## DOCUMENT EXTRACT
[Start of section]
Published online by Cambridge University Press: 03 May 2011
Since the work of Hans Selye (1973), the idea that stress can be detrimental to health has become common knowledge. Less commonly known is the evidence that stress may have detrimental effects on development (De Bellis, 2001; Gunnar & Vazquez, 2006; Heim, Plotsky, & Nemeroff, 2004). In this chapter, we describe what is known about the physiology of stress and its potential influence on young children. We then turn to studies of human development to examine the ways that stress is regulated early in life and the evidence that the stress system is responsive to adverse conditions during infancy and early childhood.
Stress results when demands exceed immediately available resources (Lazarus & Folkman, 1984). These demands may be physical or psychological. Regardless, the imbalance in demands and resources requires that resources need to be found to meet the demands (Gunnar, 2000). These resources may be external, such as the help and support provided by parents and friends, or internal, such as a novel solution to a problem. Obtaining resources requires energy. Finding the energy needed for action and tuning the brain and body to meet the demands of the moment are the jobs of the stress system (Sapolsky, 1994). The stress system finds the energy we need to deal with immediate demands by putting future-oriented processes on hold. If there is an immediate threat to our survival, we do not need to put energy into fighting off a virus, digesting our lunch, or growing an extra inch.
[End of section]
Dataset entries:
[Start of section]
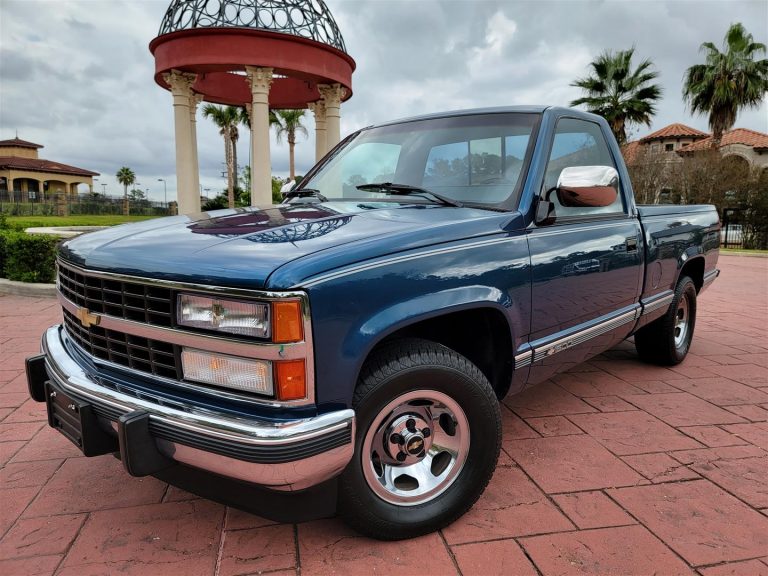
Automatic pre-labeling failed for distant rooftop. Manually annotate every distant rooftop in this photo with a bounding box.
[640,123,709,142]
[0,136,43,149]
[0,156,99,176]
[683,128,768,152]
[End of section]
[Start of section]
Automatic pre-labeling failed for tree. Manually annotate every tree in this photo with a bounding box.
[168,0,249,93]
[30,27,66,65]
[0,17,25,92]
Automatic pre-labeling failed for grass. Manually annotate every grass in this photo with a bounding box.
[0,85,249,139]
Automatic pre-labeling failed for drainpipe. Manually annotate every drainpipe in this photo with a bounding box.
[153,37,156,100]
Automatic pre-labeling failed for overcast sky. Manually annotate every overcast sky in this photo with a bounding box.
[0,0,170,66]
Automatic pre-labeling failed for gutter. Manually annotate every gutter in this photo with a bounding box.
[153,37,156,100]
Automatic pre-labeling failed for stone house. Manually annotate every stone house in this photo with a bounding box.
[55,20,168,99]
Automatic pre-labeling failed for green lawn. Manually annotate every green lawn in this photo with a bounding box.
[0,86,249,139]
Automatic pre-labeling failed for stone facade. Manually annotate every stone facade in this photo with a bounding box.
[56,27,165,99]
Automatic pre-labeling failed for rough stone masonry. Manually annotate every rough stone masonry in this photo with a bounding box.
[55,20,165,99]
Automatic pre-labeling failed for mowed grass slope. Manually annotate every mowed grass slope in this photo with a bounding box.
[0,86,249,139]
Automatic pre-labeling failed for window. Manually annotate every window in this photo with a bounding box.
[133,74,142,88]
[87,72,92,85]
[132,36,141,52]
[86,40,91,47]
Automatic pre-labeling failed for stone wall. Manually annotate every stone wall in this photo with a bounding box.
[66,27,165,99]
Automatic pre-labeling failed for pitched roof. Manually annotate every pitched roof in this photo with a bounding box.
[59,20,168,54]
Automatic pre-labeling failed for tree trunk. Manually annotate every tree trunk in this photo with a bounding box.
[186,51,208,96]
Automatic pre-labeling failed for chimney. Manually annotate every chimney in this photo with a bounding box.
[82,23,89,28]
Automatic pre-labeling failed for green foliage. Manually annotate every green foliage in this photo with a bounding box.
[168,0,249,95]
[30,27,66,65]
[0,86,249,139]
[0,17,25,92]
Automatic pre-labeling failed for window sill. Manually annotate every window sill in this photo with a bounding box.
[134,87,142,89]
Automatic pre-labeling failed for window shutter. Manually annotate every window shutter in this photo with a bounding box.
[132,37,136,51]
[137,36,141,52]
[End of section]
[Start of section]
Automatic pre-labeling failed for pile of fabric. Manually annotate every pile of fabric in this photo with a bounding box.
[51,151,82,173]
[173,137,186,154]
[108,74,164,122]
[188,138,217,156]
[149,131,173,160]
[End of section]
## EXERCISE A
According to the passage on stress, why does the stress system put future-oriented processes on hold?
## EXERCISE B
Reproduce the passage on stress word for word, from "Stress results when" up to and including "an extra inch.".

## EXERCISE RESULT A
Putting future-oriented processes on hold lets the stress system find the energy needed to deal with immediate demands. When there is an immediate threat to survival, energy does not need to go into fighting off a virus, digesting lunch, or growing an extra inch.

## EXERCISE RESULT B
Stress results when demands exceed immediately available resources (Lazarus & Folkman, 1984). These demands may be physical or psychological. Regardless, the imbalance in demands and resources requires that resources need to be found to meet the demands (Gunnar, 2000). These resources may be external, such as the help and support provided by parents and friends, or internal, such as a novel solution to a problem. Obtaining resources requires energy. Finding the energy needed for action and tuning the brain and body to meet the demands of the moment are the jobs of the stress system (Sapolsky, 1994). The stress system finds the energy we need to deal with immediate demands by putting future-oriented processes on hold. If there is an immediate threat to our survival, we do not need to put energy into fighting off a virus, digesting our lunch, or growing an extra inch.